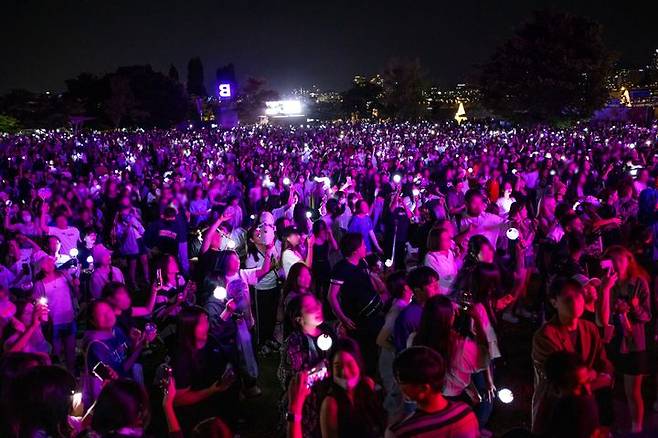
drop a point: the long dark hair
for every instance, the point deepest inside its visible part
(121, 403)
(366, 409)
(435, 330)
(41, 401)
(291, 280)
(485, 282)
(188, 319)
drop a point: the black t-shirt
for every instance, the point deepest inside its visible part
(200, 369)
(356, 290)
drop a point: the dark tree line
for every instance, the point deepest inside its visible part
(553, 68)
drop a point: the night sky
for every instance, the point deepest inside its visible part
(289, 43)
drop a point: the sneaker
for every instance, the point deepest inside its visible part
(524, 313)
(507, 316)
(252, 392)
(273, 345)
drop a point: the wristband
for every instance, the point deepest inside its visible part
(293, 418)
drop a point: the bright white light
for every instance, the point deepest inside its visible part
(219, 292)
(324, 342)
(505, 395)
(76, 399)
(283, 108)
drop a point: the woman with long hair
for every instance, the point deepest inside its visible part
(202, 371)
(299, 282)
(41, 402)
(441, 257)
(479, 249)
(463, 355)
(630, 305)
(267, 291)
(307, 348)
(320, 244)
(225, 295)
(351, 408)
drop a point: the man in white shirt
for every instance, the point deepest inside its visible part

---

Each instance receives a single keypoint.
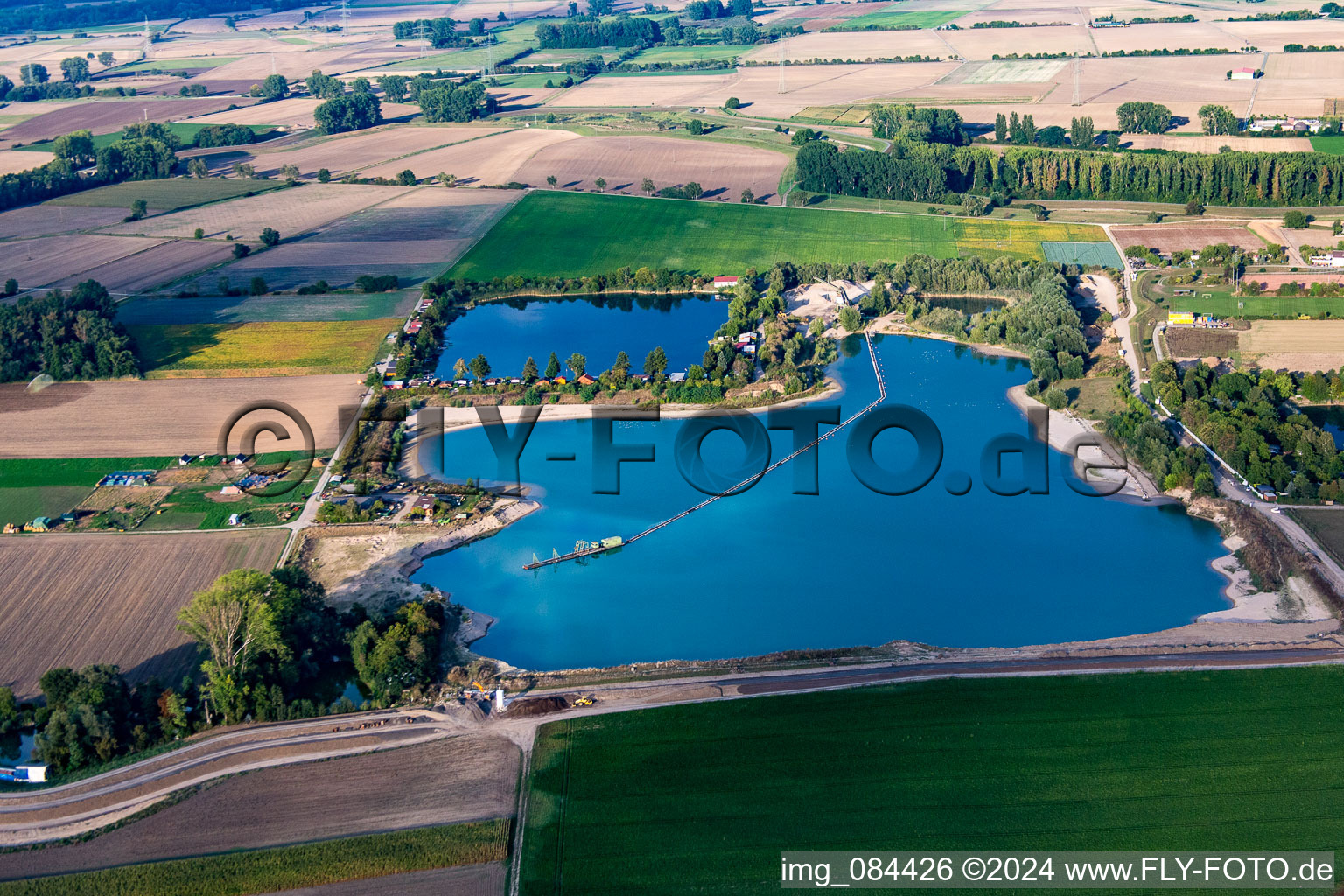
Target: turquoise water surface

**Task requirements:**
Among the lines above, repeat exactly those from the line with "drop a point: the long dark hair" to the line with "drop a point: the night sky", counting both ends.

**Output of the exercise:**
drop a point: the long dark hair
for every instance, the point deepest inside its visible part
(121, 403)
(366, 409)
(435, 330)
(41, 401)
(291, 280)
(485, 282)
(188, 319)
drop a point: the black t-shirt
for every instance, the point deepest inside its visible part
(200, 369)
(356, 290)
drop a point: the dark tree line
for every instance, the point deepest inside its visible part
(553, 68)
drop a point: the night sky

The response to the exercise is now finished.